---------- Entries supplied ----------
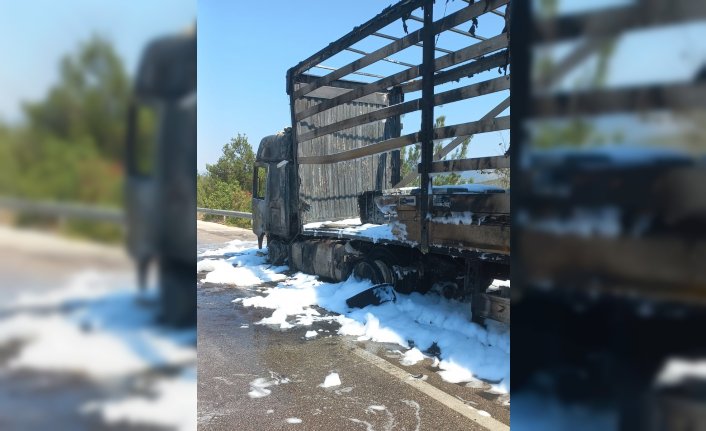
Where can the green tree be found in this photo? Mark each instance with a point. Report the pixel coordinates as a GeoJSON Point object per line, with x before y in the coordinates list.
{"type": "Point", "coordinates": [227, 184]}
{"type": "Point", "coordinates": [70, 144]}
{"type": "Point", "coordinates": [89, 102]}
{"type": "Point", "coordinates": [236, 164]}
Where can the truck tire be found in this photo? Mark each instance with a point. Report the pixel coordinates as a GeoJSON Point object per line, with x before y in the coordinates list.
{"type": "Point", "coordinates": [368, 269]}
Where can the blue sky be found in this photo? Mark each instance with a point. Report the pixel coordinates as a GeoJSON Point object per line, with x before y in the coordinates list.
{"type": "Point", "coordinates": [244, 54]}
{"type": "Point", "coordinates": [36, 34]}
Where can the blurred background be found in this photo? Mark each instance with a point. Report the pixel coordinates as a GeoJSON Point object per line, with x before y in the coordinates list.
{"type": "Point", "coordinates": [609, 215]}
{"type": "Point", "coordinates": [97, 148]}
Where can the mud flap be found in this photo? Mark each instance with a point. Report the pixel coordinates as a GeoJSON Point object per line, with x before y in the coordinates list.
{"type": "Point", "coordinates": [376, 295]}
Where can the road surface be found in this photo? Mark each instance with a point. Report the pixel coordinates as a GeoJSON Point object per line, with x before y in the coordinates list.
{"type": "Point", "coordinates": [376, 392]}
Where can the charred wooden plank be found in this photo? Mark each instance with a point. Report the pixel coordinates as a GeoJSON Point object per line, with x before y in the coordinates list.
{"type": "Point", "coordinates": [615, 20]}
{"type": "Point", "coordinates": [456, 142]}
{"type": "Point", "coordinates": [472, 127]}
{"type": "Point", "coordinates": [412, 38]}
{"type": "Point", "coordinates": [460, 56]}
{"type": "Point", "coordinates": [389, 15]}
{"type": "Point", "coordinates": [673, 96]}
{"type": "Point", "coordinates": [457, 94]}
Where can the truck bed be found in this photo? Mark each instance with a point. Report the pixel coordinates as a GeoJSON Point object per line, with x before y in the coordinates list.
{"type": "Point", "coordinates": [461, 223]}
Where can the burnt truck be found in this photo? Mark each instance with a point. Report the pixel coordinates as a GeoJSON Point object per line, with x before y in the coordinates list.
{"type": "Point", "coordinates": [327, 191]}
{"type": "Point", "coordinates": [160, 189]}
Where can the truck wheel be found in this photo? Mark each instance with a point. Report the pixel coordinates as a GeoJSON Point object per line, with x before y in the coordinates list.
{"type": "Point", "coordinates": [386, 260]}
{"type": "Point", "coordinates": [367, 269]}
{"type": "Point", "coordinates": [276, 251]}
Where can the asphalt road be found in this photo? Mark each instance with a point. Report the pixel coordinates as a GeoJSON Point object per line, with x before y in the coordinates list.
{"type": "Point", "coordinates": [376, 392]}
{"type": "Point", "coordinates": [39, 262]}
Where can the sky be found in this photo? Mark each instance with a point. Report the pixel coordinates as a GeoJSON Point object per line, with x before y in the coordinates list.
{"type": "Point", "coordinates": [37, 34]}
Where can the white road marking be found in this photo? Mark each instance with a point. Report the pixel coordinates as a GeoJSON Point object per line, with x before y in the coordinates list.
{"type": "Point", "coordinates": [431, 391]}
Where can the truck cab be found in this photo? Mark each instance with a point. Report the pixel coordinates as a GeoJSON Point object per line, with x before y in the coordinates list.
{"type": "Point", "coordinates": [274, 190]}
----------
---------- Entries supplied ----------
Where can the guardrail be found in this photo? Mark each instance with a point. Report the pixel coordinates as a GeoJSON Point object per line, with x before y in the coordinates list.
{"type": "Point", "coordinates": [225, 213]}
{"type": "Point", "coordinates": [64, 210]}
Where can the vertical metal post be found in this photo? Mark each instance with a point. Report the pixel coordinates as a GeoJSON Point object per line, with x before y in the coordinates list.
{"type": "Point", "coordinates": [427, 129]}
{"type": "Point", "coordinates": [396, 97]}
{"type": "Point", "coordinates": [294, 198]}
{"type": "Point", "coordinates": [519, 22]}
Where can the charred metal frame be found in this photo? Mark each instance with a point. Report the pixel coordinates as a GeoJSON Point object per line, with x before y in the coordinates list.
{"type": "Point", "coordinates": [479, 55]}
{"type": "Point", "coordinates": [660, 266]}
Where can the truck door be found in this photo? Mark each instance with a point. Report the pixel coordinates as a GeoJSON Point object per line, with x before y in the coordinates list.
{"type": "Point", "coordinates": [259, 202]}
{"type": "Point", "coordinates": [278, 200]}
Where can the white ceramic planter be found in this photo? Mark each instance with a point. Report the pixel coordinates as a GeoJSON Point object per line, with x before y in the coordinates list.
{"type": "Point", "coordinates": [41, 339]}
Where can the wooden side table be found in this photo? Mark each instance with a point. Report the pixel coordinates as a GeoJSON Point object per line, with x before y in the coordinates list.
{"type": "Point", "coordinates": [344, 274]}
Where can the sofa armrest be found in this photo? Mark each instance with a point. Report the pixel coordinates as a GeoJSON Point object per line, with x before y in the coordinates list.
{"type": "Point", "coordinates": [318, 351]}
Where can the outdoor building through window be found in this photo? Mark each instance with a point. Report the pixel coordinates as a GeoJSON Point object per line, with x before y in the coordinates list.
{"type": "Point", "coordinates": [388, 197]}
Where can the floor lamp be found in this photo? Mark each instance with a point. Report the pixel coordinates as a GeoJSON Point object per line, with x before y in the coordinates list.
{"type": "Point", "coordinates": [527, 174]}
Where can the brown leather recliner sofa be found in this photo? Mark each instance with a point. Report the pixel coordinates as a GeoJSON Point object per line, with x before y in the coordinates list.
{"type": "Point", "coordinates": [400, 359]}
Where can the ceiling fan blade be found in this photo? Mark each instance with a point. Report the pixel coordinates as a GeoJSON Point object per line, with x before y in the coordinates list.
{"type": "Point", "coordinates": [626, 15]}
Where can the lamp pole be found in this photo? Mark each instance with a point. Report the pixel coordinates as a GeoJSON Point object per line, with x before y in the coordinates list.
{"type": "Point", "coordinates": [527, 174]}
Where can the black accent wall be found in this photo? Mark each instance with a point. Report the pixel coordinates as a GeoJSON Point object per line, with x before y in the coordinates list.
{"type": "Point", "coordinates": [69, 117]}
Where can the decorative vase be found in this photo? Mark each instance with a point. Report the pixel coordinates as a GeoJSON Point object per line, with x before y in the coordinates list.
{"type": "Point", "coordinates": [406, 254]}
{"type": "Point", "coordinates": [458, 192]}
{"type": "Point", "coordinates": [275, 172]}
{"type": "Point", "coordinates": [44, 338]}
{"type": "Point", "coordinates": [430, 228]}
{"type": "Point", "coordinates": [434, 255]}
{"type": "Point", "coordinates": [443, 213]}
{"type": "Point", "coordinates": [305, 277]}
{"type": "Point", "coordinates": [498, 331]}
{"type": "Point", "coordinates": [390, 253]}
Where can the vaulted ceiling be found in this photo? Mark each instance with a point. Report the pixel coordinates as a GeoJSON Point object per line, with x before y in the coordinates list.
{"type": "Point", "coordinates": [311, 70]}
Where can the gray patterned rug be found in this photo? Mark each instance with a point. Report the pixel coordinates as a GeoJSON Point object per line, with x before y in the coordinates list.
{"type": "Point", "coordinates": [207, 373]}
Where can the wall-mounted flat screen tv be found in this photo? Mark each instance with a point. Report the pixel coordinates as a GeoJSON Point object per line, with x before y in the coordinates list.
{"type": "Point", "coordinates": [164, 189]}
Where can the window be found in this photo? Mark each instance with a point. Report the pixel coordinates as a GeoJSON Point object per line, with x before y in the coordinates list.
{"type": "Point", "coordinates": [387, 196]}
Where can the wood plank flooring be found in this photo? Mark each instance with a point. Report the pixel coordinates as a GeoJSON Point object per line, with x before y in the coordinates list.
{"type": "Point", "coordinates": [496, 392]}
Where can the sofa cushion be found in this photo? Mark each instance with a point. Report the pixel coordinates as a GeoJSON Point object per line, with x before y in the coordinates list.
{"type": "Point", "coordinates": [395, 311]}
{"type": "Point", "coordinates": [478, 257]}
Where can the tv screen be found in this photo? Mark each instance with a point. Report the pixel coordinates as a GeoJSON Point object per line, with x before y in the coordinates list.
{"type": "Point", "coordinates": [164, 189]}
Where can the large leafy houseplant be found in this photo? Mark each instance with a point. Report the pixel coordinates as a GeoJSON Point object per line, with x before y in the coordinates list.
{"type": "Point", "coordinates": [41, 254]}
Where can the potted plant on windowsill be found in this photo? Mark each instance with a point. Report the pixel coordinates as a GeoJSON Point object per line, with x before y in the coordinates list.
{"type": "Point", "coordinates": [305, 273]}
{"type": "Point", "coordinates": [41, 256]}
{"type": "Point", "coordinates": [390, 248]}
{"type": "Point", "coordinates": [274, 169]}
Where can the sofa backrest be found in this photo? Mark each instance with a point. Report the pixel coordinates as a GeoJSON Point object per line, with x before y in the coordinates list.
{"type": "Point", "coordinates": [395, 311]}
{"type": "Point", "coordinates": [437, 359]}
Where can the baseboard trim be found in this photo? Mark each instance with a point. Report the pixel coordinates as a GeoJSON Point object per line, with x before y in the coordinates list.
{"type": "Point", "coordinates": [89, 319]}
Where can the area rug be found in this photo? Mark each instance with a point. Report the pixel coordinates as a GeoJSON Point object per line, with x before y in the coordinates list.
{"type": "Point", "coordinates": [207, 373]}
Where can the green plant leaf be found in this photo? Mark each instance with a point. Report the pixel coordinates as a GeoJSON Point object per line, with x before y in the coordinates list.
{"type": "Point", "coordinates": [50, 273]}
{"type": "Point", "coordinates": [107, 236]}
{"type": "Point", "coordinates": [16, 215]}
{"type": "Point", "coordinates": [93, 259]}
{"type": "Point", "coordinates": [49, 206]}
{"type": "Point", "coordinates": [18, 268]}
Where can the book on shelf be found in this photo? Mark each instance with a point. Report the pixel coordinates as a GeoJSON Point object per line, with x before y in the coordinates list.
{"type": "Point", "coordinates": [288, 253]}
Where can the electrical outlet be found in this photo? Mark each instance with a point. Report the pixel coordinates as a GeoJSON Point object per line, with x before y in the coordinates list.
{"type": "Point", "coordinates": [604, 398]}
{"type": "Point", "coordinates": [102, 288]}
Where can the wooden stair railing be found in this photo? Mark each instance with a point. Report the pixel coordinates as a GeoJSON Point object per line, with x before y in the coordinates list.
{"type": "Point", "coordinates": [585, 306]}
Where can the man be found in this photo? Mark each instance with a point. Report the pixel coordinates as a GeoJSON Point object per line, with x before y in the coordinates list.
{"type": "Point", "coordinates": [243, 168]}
----------
---------- Entries supplied ----------
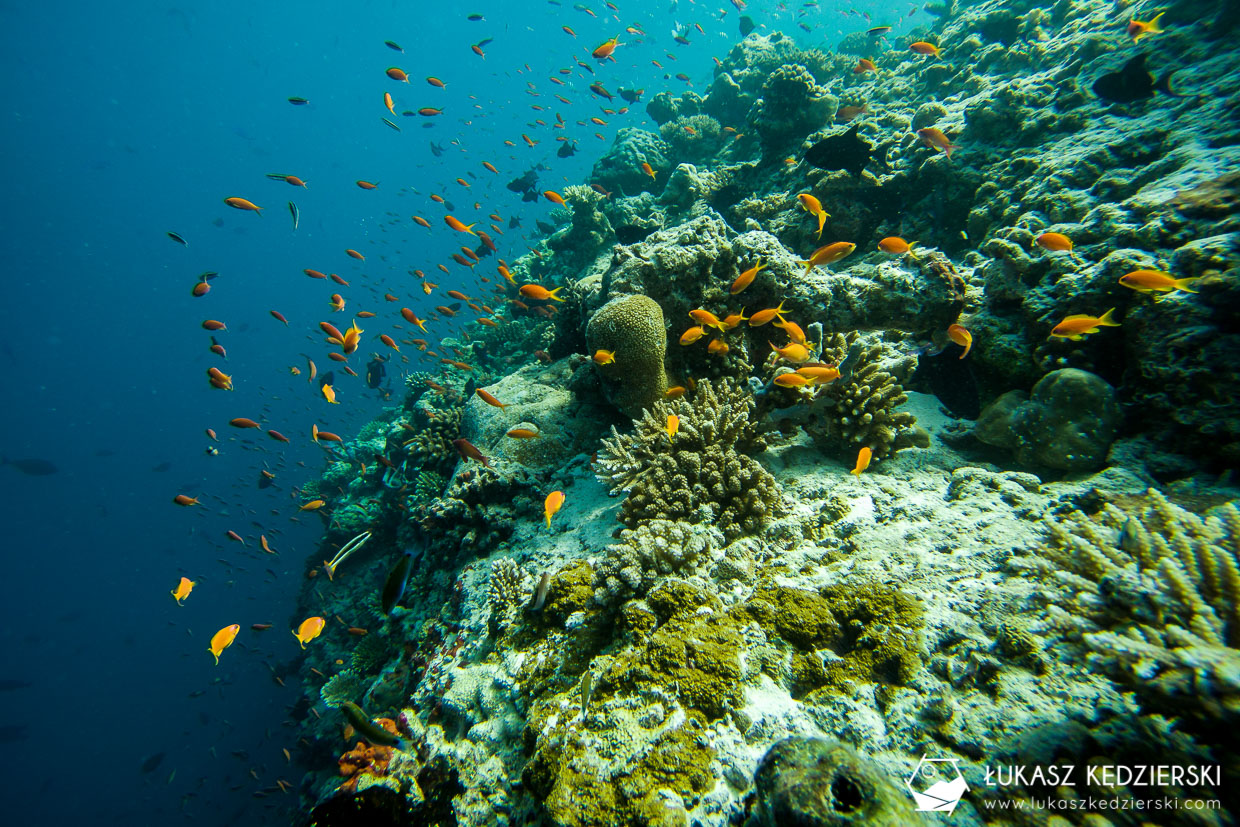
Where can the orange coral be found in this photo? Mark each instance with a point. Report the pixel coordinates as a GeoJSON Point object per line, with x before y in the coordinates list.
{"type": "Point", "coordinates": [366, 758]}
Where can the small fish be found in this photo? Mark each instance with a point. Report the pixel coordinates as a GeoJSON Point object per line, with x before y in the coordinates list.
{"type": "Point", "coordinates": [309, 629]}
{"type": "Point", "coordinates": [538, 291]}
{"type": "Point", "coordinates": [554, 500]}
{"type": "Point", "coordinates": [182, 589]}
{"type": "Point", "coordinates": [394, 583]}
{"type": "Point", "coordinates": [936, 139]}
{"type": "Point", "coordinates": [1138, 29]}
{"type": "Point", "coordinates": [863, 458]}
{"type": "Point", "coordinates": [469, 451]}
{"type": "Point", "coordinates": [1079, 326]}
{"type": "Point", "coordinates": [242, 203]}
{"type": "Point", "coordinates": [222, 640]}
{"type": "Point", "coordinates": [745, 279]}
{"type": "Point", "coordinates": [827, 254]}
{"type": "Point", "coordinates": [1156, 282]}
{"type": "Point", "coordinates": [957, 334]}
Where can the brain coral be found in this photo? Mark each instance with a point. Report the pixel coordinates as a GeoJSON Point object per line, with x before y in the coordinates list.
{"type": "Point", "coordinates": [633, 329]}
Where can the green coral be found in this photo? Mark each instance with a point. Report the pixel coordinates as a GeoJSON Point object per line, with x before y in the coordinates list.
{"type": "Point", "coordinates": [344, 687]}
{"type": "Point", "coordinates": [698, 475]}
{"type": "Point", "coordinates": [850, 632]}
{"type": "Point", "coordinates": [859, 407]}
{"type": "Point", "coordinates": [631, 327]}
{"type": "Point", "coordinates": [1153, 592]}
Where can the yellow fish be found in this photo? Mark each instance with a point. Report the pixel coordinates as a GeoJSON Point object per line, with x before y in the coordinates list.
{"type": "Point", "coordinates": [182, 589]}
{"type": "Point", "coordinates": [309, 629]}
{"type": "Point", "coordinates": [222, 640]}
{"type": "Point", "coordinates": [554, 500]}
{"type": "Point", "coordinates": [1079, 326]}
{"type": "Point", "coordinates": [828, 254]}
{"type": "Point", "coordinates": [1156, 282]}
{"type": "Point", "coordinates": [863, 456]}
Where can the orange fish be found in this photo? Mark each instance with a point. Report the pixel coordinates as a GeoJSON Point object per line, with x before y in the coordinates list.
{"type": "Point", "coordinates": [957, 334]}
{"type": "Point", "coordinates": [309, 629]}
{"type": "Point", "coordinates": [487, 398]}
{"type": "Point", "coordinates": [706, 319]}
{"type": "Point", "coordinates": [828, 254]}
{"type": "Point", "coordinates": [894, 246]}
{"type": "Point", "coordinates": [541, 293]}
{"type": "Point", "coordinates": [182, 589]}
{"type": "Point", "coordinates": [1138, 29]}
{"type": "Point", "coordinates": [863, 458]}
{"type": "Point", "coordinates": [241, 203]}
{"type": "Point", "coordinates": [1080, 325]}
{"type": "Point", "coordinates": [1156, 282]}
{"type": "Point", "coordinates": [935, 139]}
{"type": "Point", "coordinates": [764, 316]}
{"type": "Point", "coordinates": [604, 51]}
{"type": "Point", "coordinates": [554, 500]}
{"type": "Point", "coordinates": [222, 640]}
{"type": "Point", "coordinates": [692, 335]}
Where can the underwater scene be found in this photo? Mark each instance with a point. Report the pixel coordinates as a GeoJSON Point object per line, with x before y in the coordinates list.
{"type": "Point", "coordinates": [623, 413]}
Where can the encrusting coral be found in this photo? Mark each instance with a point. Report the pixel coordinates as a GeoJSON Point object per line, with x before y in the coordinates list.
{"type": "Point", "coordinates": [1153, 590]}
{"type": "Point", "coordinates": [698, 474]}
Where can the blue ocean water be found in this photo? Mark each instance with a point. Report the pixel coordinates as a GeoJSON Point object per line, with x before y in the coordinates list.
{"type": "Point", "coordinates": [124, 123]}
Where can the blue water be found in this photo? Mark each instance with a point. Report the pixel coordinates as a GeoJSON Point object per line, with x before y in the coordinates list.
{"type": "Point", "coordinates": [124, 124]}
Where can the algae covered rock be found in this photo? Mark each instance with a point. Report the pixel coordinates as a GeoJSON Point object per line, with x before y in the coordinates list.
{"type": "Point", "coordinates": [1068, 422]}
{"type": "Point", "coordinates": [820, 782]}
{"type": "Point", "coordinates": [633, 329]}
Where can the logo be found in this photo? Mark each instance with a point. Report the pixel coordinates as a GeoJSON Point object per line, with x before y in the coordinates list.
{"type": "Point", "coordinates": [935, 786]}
----------
Extract every line of the data above that contains the string "green", matching case exactly.

# Response
Where can the green tree be found in this photo? Mark each instance with a point. Report the pixel coordinates as a GeoJSON Point object per line, with x before y in the coordinates list.
Where can the green plant leaf be found in this photo? Mark each instance with a point. Report the pixel coordinates as a GeoJSON Point object per line, with x before y in the coordinates list.
Where can the green coral be found in this photo? Mark each instance with a point. Report the pixel coordinates as a GeoJSON Point object per line, with x before y in the coordinates list.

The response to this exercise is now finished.